Andrei Alexandrescu <SeeWebsiteForEmail erdani.org> writes:

On 9/5/16 1:43 PM, Ethan Watson wrote:
 On Monday, 5 September 2016 at 08:21:53 UTC, Andrei Alexandrescu wrote:
 What are the benchmarks and the numbers? What loss are you looking at?
 -- Andrei

 Just looking at the example, and referencing the map code in
 std.algorithm.iteration, I can see multiple function calls instead of
 one thanks to every indexing of the new map doing a transformation
 instead of caching it. I'm not sure if the lambda declaration there will
 result in the argument being taken by ref or by value, but let's assume
 by value for the sake of argument. Depending on if it's taking by value
 a reference or a value type, that could either be a cheap function call
 or an expensive one.

 But even if it took it by reference, it's still a function call.
 Function calls are generally The Devil(TM) in a gaming environment. The
 less you can make, the better.

### Directives
**A.** List every date and every time of day that appears in the forum excerpt, giving each date and each time as a separate item.
**B.** Answer these questions about the forum excerpt:
(i) In which module does Ethan Watson look at the map code?
(ii) For the sake of argument, does he assume the argument is taken by ref or by value?
(iii) What does he call function calls in a gaming environment?

### Excerpted records
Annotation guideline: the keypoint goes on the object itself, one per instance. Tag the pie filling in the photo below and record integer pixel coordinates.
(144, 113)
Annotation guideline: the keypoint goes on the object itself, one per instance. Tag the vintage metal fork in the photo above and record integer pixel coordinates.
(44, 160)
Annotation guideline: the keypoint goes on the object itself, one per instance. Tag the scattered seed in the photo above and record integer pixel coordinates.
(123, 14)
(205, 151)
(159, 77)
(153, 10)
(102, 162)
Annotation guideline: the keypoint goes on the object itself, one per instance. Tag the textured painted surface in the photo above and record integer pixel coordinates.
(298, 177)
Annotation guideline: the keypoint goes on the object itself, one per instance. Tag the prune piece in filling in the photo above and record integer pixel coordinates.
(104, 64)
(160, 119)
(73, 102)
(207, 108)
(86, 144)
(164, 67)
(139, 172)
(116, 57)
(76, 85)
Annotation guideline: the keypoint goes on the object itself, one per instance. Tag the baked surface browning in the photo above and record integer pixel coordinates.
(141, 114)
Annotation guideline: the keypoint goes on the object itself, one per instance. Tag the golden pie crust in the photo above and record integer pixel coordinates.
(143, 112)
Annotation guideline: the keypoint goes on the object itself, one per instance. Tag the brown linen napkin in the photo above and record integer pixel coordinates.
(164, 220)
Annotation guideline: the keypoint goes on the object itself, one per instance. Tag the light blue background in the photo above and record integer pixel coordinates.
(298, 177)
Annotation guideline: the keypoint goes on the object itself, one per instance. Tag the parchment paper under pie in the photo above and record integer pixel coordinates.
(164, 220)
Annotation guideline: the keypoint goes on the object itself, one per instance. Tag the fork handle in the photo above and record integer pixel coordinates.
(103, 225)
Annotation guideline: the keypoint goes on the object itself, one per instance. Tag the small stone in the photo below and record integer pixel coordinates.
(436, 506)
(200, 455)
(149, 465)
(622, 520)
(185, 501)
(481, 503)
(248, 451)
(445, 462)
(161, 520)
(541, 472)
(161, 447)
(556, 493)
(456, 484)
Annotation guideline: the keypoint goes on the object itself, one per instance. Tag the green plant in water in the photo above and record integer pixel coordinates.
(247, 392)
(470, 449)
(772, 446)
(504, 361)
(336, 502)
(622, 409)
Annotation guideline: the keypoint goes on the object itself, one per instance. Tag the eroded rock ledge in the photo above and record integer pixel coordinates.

### Exercise solutions
**A.**
9/5/16
1:43 PM
Monday, 5 September 2016
08:21:53 UTC

**B.**
(i) std.algorithm.iteration
(ii) By value
(iii) The Devil(TM)